[Passage shown]
────
Love Lost


Rev. 2:1   “To the angel of the church in Ephesus write: These are the words of him who holds the seven stars in his right hand, who walks among the seven golden lampstands:
Rev. 2:2   “I know your works, your toil and your patient endurance. I know that you cannot tolerate evildoers; you have tested those who claim to be apostles but are not, and have found them to be false.  3 I also know that you are enduring patiently and bearing up for the sake of my name, and that you have not grown weary.  4 But I have this against you, that you have abandoned the love you had at first.  5 Remember then from what you have fallen; repent, and do the works you did at first. If not, I will come to you and remove your lampstand from its place, unless you repent.


The city of Ephesus was an amazing place with the temple of Artemis and all that she had to offer. This was a place famous for providing refuge for fugitives, but the situation was abused and the region around the temple became known as a criminal sanctuary and a headquarters for organized crime.

The Christians of the city worked hard to minister to those who who found themselves around the decaying margins of society. The Ephesian Christians persevered in their faith by ministering to the needy, but also in overcoming false teachers.

It could be however, that their desire for theological “purity” soon began to outweigh the ministry on the margins. Could it be that the loss of love for others resulted in a loss of love for Christ? Jesus, in his preaching, constantly brought the people back to the place where they would understand that Loving God and Loving Others were intrinsically connected. The Ephesian Christians got to a place where they hated the practices of those who erred, but somehow this grew into a hatred of those who erred. Their faith became perverted as they veered from the trajectory which would have led them to the continual and ongoing redeeming love of God which was found in Christ Jesus.

By not loving others, they rejected Jesus. They also began to believe that they were better than those who were living in the sin-filled shadow of the Artemis’ Temple. The lampstand, the very presence of Jesus was in their midst but if they didn’t love him and love others, he would come and move it! There had to be actions that coincided with their repentance and this repentance included a return to ministering in the dark places of society from which they themselves had come. Without this action, their love would be forever lost.


We are spending our holiday in Flint, Michigan with our children. Our youngest daughter, Cara and her husband Justin serve on staff at a church here in town. Some people have asked them why they would want to move to such a city as Flint! A report from “Business Insider” in June 2013 reported, “We've been ranking America's most dangerous cities for several years, and there's one city that keeps making the top of the list — Flint, Michigan.” Read more. In reality, it could be viewed as a rather depressing place.
────
[Given material]
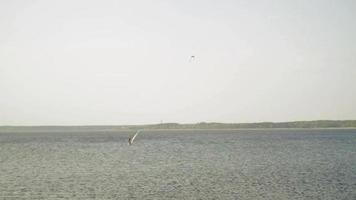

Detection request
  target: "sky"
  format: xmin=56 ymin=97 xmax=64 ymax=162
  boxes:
────
[Prompt 1]
In the reflection on the church in Ephesus, what did the region around the temple of Artemis become known as?
[Prompt 2]
Carry on the reflection on the church in Ephesus, picking up after its final sentence.

[Response area 1]
A criminal sanctuary and a headquarters for organized crime.

[Response area 2]
We spent time today driving through the downtown and then into some of the areas which have suffered as a result of the downturn in car manufacturing which used to rule this city. There is the entire space along the river where the Buick factory used to exist. Today it is a brownfield — the largest one in North America, with just barren ground and a fence around it. North of downtown are the now decaying neighborhoods that used to be bustling centers of family life. Since 1960 half the population of Flint has left. There are far too many houses and not enough people. House after house is boarded up, burned or simply sits in ruins.

Housing in a neighborhood of Flint

What happened to this city?

After arriving home I thought I would read up on the religious history of Flint. Many towns in North America were founded by religious groups coming for the sake of ministry or freedom to worship. That doesn’t seem to be the case for Flint where it was established as a trading center along the Flint river. However, religious groups soon came and ministered to those here on the frontier and established missions to the native peoples. Eventually the city became more established and churches were built along the downtown streets with a clarion call for those within the city to come and worship the Lord. A religious history of the county, written nearly 100 years ago seems to have prophetic words.  “So those of like faith, and education early formed themselves into societies or church, and began planning for permanent influence. Hence, the fine church edifices which now adorn our community stand, and will stand, for spiritual excellences which are of more value to humanity than the highest towers which trade and commerce can erect or the most exquisite works which genius and art can produce.” (The History of Genesee County, MI. Chapter XXVII, Religious Organizations,Part I. Online Edition by Holice, Deb & Clayton)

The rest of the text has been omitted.